- EXERCISE GOAL -
Rewrite the material below as a numbered list with one item per line, and leave out the blank lines.

- EXCERPTED RECORDS -

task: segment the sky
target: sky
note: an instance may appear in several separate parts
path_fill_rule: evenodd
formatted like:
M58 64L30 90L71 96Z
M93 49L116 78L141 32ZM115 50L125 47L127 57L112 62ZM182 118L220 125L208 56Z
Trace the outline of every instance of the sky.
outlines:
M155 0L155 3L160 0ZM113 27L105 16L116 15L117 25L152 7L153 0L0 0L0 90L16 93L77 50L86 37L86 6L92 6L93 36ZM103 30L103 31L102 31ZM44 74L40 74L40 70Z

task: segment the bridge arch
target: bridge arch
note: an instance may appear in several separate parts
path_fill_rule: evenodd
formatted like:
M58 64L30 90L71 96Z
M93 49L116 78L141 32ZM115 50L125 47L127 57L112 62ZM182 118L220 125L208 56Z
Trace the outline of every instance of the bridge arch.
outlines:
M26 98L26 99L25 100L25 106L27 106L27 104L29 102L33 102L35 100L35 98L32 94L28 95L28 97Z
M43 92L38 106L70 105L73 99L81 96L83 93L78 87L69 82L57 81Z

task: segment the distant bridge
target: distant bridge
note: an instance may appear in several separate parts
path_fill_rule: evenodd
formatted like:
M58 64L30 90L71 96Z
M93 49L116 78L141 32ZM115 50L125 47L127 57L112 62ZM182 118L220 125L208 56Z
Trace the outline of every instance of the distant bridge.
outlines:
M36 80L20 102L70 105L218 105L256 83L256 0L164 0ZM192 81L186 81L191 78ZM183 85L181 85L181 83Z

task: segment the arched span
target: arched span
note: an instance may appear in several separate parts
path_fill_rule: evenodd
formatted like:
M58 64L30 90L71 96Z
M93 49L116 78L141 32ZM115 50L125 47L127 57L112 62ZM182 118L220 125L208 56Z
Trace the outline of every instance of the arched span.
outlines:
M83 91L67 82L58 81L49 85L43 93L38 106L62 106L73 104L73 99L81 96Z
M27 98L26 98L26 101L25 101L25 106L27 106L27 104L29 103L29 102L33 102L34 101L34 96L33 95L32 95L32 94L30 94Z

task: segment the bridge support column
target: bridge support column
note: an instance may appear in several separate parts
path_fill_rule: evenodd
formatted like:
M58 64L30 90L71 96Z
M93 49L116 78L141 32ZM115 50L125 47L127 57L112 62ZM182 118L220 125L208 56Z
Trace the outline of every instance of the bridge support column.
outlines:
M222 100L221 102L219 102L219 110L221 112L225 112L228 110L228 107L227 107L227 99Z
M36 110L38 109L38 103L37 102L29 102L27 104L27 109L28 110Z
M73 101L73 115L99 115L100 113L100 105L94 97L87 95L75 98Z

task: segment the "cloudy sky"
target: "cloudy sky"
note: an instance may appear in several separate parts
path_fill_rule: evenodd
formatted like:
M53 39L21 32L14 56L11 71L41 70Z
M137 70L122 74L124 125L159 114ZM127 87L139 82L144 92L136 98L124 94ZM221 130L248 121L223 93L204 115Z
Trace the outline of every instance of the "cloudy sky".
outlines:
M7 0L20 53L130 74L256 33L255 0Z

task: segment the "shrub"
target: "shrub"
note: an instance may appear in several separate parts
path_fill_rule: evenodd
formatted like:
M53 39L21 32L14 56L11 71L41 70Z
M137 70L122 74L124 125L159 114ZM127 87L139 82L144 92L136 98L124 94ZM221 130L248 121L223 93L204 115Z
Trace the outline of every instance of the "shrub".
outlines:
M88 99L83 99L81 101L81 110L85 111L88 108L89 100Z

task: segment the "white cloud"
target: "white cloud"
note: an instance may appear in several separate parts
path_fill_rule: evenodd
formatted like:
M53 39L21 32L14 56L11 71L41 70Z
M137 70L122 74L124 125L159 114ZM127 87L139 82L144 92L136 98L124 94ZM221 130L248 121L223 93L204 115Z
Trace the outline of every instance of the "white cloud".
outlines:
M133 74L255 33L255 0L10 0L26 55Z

- EXERCISE SOLUTION -
1. task: segment the sky
2. target: sky
3. note: an instance may appear in several separate parts
4. path_fill_rule: evenodd
5. formatted like:
6. M58 64L30 90L71 96Z
7. M93 49L116 78L141 32ZM115 50L125 47L127 57L112 62ZM182 118L220 125L208 56Z
8. Trace the outline of every instance of the sky.
9. outlines:
10. M155 0L155 3L160 0ZM113 27L105 16L116 15L117 25L152 7L153 0L0 0L0 90L16 93L77 50L86 37L86 6L92 6L93 36ZM103 30L103 31L102 31ZM44 74L40 74L40 70Z
11. task: segment the bridge arch
12. target: bridge arch
13. note: an instance may appear in several separate parts
14. path_fill_rule: evenodd
15. formatted like:
16. M58 64L30 90L71 96Z
17. M93 49L116 78L141 32ZM115 50L125 47L127 57L112 62ZM182 118L220 125L208 56Z
18. Trace the outline of every instance of the bridge arch.
19. outlines:
20. M26 98L26 99L25 100L25 106L27 106L27 104L29 102L33 102L35 100L35 98L32 94L28 95L28 97Z
21. M43 92L38 106L70 105L73 99L81 96L83 93L78 87L69 82L57 81Z
22. task: segment the distant bridge
23. target: distant bridge
24. note: an instance may appear in several separate parts
25. path_fill_rule: evenodd
26. formatted like:
27. M58 64L30 90L71 96Z
28. M93 49L116 78L141 32ZM115 50L125 47L127 57L112 62ZM182 118L220 125L208 56Z
29. Trace the outline of every instance of the distant bridge.
30. outlines:
31. M36 80L20 102L70 105L218 105L256 83L256 0L164 0ZM192 81L186 81L191 78ZM183 85L181 85L181 83Z
32. task: segment the arched span
33. target: arched span
34. note: an instance may appear in several separate parts
35. path_fill_rule: evenodd
36. formatted like:
37. M58 64L30 90L71 96Z
38. M93 49L116 78L141 32ZM115 50L125 47L127 57L112 62ZM182 118L220 125L208 56Z
39. Trace the outline of every instance of the arched span.
40. outlines:
41. M83 91L67 82L58 81L49 85L43 93L38 106L62 106L73 104L73 99L81 96Z
42. M27 98L26 98L26 101L25 101L25 106L27 106L27 104L29 103L29 102L33 102L34 101L34 96L33 95L32 95L32 94L30 94Z
43. task: segment the bridge support column
44. target: bridge support column
45. note: an instance may appear in several separate parts
46. path_fill_rule: evenodd
47. formatted like:
48. M58 64L30 90L71 96Z
49. M93 49L116 78L141 32ZM115 50L125 47L127 57L112 62ZM182 118L220 125L208 56Z
50. Trace the outline of every instance of the bridge support column.
51. outlines:
52. M222 100L221 102L219 102L219 110L221 112L225 112L228 110L228 107L227 107L227 99Z
53. M36 110L38 109L38 103L37 102L29 102L27 104L27 109L28 110Z
54. M73 101L73 115L99 115L100 113L100 105L94 97L87 95L75 98Z
55. task: segment the "cloudy sky"
56. target: "cloudy sky"
57. note: an instance may appear in several separate parts
58. path_fill_rule: evenodd
59. formatted like:
60. M53 39L21 32L14 56L11 71L41 70Z
61. M137 70L122 74L124 125L159 114ZM127 87L139 82L144 92L136 98L124 94ZM221 130L248 121L223 93L204 115Z
62. Trace the outline of every instance of the "cloudy sky".
63. outlines:
64. M7 0L20 53L130 74L256 33L255 0Z
65. task: segment the "shrub"
66. target: "shrub"
67. note: an instance may appear in several separate parts
68. path_fill_rule: evenodd
69. formatted like:
70. M53 39L21 32L14 56L11 71L41 70Z
71. M137 70L122 74L124 125L159 114ZM127 87L139 82L144 92L136 98L124 94ZM221 130L248 121L223 93L204 115Z
72. Trace the outline of every instance of the "shrub".
73. outlines:
74. M88 99L83 99L81 101L81 110L85 111L88 108L89 100Z
75. task: segment the "white cloud"
76. target: "white cloud"
77. note: an instance may appear in several separate parts
78. path_fill_rule: evenodd
79. formatted like:
80. M53 39L21 32L14 56L11 71L41 70Z
81. M137 70L122 74L124 125L159 114ZM127 87L139 82L144 92L136 98L124 94ZM221 130L248 121L223 93L204 115Z
82. Trace the outline of every instance of the "white cloud".
83. outlines:
84. M133 74L255 33L255 0L10 0L26 55Z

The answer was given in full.